== Work to do ==
Please restate the following records word for word.

== Extracted entries ==
--- start ---

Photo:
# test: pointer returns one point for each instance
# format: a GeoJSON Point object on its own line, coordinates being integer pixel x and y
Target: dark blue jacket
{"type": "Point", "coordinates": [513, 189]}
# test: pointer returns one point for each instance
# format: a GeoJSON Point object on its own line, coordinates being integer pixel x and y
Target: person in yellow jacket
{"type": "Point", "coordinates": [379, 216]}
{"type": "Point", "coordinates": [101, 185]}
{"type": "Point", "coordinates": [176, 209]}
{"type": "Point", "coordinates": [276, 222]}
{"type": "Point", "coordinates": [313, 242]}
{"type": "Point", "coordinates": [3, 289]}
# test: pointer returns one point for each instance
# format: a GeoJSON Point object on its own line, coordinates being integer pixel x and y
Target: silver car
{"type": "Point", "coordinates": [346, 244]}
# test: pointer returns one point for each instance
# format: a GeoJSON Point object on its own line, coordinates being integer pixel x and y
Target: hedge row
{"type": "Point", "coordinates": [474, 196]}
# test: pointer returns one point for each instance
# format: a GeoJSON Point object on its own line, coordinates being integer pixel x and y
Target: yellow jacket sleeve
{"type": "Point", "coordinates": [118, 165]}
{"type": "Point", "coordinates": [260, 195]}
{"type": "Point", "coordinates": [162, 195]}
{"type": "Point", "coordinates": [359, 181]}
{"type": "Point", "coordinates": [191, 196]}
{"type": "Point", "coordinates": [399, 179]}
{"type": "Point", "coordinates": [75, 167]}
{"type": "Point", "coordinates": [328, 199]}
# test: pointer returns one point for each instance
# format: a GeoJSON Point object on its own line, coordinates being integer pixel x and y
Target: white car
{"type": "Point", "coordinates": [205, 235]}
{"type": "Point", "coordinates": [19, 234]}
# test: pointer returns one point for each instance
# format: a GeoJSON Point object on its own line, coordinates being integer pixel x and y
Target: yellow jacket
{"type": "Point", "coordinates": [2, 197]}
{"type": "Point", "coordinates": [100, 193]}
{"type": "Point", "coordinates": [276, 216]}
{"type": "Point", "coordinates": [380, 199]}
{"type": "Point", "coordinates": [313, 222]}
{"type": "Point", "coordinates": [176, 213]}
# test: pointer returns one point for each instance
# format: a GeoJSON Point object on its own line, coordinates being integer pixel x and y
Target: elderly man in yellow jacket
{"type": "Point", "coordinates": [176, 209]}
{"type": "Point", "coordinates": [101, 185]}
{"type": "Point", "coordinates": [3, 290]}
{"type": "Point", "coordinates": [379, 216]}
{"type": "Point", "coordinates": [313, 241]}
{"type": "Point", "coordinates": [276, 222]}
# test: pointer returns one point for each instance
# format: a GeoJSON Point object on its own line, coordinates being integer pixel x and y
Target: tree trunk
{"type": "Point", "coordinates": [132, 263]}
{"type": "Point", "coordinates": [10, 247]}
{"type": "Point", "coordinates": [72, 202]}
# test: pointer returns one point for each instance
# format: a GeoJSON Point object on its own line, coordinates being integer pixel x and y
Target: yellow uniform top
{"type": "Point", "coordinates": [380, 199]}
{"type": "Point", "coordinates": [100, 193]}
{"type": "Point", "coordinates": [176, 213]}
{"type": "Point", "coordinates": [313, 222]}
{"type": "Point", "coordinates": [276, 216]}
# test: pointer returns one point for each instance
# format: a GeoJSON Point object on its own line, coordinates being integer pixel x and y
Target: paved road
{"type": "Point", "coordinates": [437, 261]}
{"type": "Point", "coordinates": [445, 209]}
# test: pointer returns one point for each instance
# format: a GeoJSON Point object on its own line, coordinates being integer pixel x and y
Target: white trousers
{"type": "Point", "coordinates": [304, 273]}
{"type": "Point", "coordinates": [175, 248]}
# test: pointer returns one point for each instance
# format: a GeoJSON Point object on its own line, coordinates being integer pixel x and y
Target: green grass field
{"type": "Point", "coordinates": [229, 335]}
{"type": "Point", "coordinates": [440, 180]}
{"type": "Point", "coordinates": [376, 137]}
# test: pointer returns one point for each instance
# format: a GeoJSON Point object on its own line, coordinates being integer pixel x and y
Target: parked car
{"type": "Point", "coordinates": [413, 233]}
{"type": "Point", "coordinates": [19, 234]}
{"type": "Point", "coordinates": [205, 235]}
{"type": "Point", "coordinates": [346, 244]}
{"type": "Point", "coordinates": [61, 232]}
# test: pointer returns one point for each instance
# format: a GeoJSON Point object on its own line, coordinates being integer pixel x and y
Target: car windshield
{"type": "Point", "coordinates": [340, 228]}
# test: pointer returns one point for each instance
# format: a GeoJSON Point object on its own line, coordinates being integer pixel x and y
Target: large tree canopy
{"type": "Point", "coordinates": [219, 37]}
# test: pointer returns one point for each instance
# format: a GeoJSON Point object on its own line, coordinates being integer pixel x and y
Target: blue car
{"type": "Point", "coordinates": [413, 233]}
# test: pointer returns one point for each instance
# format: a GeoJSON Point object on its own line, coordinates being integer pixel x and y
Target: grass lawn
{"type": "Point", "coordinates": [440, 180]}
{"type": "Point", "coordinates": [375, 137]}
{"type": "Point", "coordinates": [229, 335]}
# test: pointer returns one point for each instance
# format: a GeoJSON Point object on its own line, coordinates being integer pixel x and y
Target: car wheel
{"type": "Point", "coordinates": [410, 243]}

--- end ---

== Exercise answer ==
Photo:
# test: pointer returns one point for each instance
# format: a GeoJSON Point object on its own line, coordinates being integer pixel x and y
Target: dark blue jacket
{"type": "Point", "coordinates": [513, 189]}
# test: pointer returns one point for each instance
# format: a GeoJSON Point object on its own line, coordinates being integer pixel x and y
Target: person in yellow jacket
{"type": "Point", "coordinates": [379, 216]}
{"type": "Point", "coordinates": [101, 185]}
{"type": "Point", "coordinates": [176, 209]}
{"type": "Point", "coordinates": [276, 222]}
{"type": "Point", "coordinates": [313, 242]}
{"type": "Point", "coordinates": [3, 289]}
# test: pointer returns one point for each instance
# format: a GeoJSON Point object on its own line, coordinates being integer pixel x and y
Target: silver car
{"type": "Point", "coordinates": [346, 244]}
# test: pointer returns one point for each instance
# format: a GeoJSON Point object on its own line, coordinates being integer pixel x and y
Target: hedge row
{"type": "Point", "coordinates": [474, 196]}
# test: pointer returns one point for each instance
# format: a GeoJSON Point object on its own line, coordinates being integer pixel x and y
Target: yellow jacket sleeve
{"type": "Point", "coordinates": [118, 165]}
{"type": "Point", "coordinates": [260, 195]}
{"type": "Point", "coordinates": [162, 195]}
{"type": "Point", "coordinates": [359, 181]}
{"type": "Point", "coordinates": [191, 196]}
{"type": "Point", "coordinates": [399, 179]}
{"type": "Point", "coordinates": [75, 167]}
{"type": "Point", "coordinates": [328, 199]}
# test: pointer returns one point for each instance
# format: a GeoJSON Point object on its own line, coordinates being integer pixel x and y
Target: white car
{"type": "Point", "coordinates": [205, 235]}
{"type": "Point", "coordinates": [19, 234]}
# test: pointer returns one point for each instance
# format: a GeoJSON Point object on its own line, coordinates being integer pixel x and y
Target: yellow jacket
{"type": "Point", "coordinates": [2, 197]}
{"type": "Point", "coordinates": [100, 193]}
{"type": "Point", "coordinates": [276, 216]}
{"type": "Point", "coordinates": [380, 199]}
{"type": "Point", "coordinates": [313, 222]}
{"type": "Point", "coordinates": [176, 213]}
# test: pointer returns one point for each instance
# format: a GeoJSON Point object on its own line, coordinates being integer pixel x and y
Target: elderly man in yellow jacket
{"type": "Point", "coordinates": [176, 209]}
{"type": "Point", "coordinates": [101, 185]}
{"type": "Point", "coordinates": [3, 290]}
{"type": "Point", "coordinates": [379, 216]}
{"type": "Point", "coordinates": [313, 241]}
{"type": "Point", "coordinates": [276, 222]}
# test: pointer returns one point for each instance
# format: a GeoJSON Point object on its own line, coordinates being integer pixel x and y
Target: tree trunk
{"type": "Point", "coordinates": [132, 263]}
{"type": "Point", "coordinates": [10, 247]}
{"type": "Point", "coordinates": [72, 202]}
# test: pointer returns one point for each instance
# format: a GeoJSON Point object on its own line, coordinates being integer pixel x and y
Target: yellow uniform top
{"type": "Point", "coordinates": [380, 199]}
{"type": "Point", "coordinates": [100, 193]}
{"type": "Point", "coordinates": [176, 213]}
{"type": "Point", "coordinates": [313, 222]}
{"type": "Point", "coordinates": [276, 216]}
# test: pointer returns one point for each instance
# format: a GeoJSON Point object on its own line, coordinates being integer pixel x and y
Target: paved road
{"type": "Point", "coordinates": [437, 261]}
{"type": "Point", "coordinates": [445, 209]}
# test: pointer returns one point for each instance
# format: a GeoJSON Point object on its own line, coordinates being integer pixel x and y
Target: white trousers
{"type": "Point", "coordinates": [304, 273]}
{"type": "Point", "coordinates": [175, 248]}
# test: pointer returns one point for each instance
# format: a GeoJSON Point object on its own line, coordinates being integer pixel x and y
Target: green grass field
{"type": "Point", "coordinates": [229, 335]}
{"type": "Point", "coordinates": [440, 180]}
{"type": "Point", "coordinates": [376, 137]}
# test: pointer returns one point for each instance
# format: a GeoJSON Point object on its own line, coordinates being integer pixel x and y
Target: parked car
{"type": "Point", "coordinates": [413, 233]}
{"type": "Point", "coordinates": [19, 234]}
{"type": "Point", "coordinates": [205, 235]}
{"type": "Point", "coordinates": [346, 244]}
{"type": "Point", "coordinates": [61, 232]}
# test: pointer returns one point for each instance
# format: a GeoJSON Point object on its own line, coordinates being integer pixel x and y
Target: car windshield
{"type": "Point", "coordinates": [340, 228]}
# test: pointer returns one point for each instance
# format: a GeoJSON Point object on its own line, coordinates being integer pixel x and y
Target: large tree canopy
{"type": "Point", "coordinates": [219, 37]}
# test: pointer returns one point for each instance
# format: a GeoJSON Point object on its own line, coordinates being integer pixel x and y
Target: blue car
{"type": "Point", "coordinates": [413, 233]}
# test: pointer returns one point for each instance
# format: a GeoJSON Point object on its own line, coordinates being integer pixel x and y
Target: grass lawn
{"type": "Point", "coordinates": [440, 180]}
{"type": "Point", "coordinates": [375, 137]}
{"type": "Point", "coordinates": [229, 335]}
# test: pointer returns one point for each instance
# format: a GeoJSON Point object on its own line, coordinates being integer pixel x and y
Target: car wheel
{"type": "Point", "coordinates": [410, 243]}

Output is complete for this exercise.